Task details =
State how many lines of the listing below contain the string "edges", treating uppercase and lowercase letters as distinct. Reply with the number alone.

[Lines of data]
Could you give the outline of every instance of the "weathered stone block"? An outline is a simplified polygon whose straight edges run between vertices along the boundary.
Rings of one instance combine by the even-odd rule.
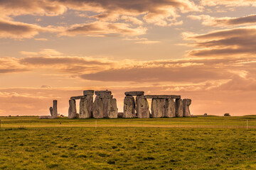
[[[189,106],[191,104],[191,99],[185,98],[183,99],[183,117],[191,117]]]
[[[123,118],[132,118],[136,115],[135,100],[133,96],[125,96],[124,99]]]
[[[82,98],[85,98],[86,96],[78,96],[70,97],[70,100],[80,100]]]
[[[100,95],[99,98],[112,98],[113,96],[112,95]]]
[[[149,103],[144,96],[136,97],[137,115],[139,118],[149,118]]]
[[[103,101],[102,98],[96,96],[92,105],[92,117],[95,118],[103,118]]]
[[[77,110],[75,100],[69,101],[68,118],[75,118],[77,117]]]
[[[176,117],[183,117],[183,102],[182,99],[176,98]]]
[[[58,118],[57,101],[53,101],[53,118]]]
[[[82,98],[80,101],[79,118],[90,118],[90,113],[89,113],[88,101]]]
[[[151,114],[153,118],[162,118],[164,115],[165,99],[153,98],[151,103]]]
[[[87,90],[87,91],[83,91],[83,95],[84,96],[87,96],[87,95],[93,95],[94,94],[94,90]]]
[[[90,113],[90,118],[92,117],[92,105],[93,105],[93,96],[92,95],[86,96],[86,100],[88,102],[88,110]]]
[[[50,106],[49,108],[49,110],[50,110],[50,116],[53,116],[53,108],[52,106]]]
[[[177,95],[145,95],[146,98],[181,98]]]
[[[144,94],[143,91],[127,91],[124,93],[125,96],[142,96]]]
[[[167,98],[166,101],[166,107],[164,112],[164,117],[174,118],[176,114],[176,106],[174,99]]]
[[[95,95],[111,95],[111,91],[95,91]]]
[[[109,118],[117,118],[118,109],[117,99],[110,98],[107,107],[107,115]]]

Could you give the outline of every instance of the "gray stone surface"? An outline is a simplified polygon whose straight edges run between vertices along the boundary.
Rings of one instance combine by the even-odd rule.
[[[188,99],[188,98],[183,99],[183,117],[191,117],[191,114],[189,110],[189,106],[191,104],[191,99]]]
[[[176,103],[176,117],[183,117],[183,102],[182,99],[177,98]]]
[[[167,98],[166,101],[166,107],[164,117],[174,118],[176,113],[176,106],[173,98]]]
[[[39,118],[40,119],[50,119],[50,118],[53,118],[53,117],[50,115],[41,115],[41,116],[39,116]]]
[[[99,96],[100,97],[100,96]],[[108,106],[110,104],[110,98],[101,98],[103,102],[103,115],[104,118],[108,118]]]
[[[86,96],[78,96],[70,97],[70,100],[80,100],[82,98],[85,98]]]
[[[181,98],[177,95],[145,95],[146,98]]]
[[[136,112],[139,118],[149,118],[149,103],[144,96],[136,97]]]
[[[162,118],[164,115],[165,99],[153,98],[151,103],[151,117]]]
[[[111,95],[111,91],[95,91],[95,95]]]
[[[87,95],[86,100],[88,102],[88,110],[90,113],[90,118],[92,117],[92,105],[93,105],[93,96],[92,95]]]
[[[100,95],[99,98],[112,98],[113,96],[112,95]]]
[[[58,118],[57,101],[53,101],[53,118]]]
[[[127,91],[124,93],[125,96],[141,96],[144,95],[144,92],[143,91]]]
[[[94,118],[103,118],[103,101],[102,98],[96,96],[92,105],[92,117]]]
[[[135,116],[135,100],[133,96],[125,96],[124,99],[123,118],[132,118]]]
[[[83,91],[83,95],[93,95],[94,94],[94,90],[87,90]]]
[[[89,118],[90,113],[89,113],[88,101],[87,99],[81,99],[80,101],[79,118]]]
[[[117,99],[110,98],[107,107],[108,118],[117,118],[117,113],[118,109],[117,105]]]
[[[68,118],[75,118],[77,117],[77,110],[75,100],[69,101]]]
[[[50,110],[50,116],[53,116],[53,108],[52,106],[50,106],[49,108],[49,110]]]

Task result =
2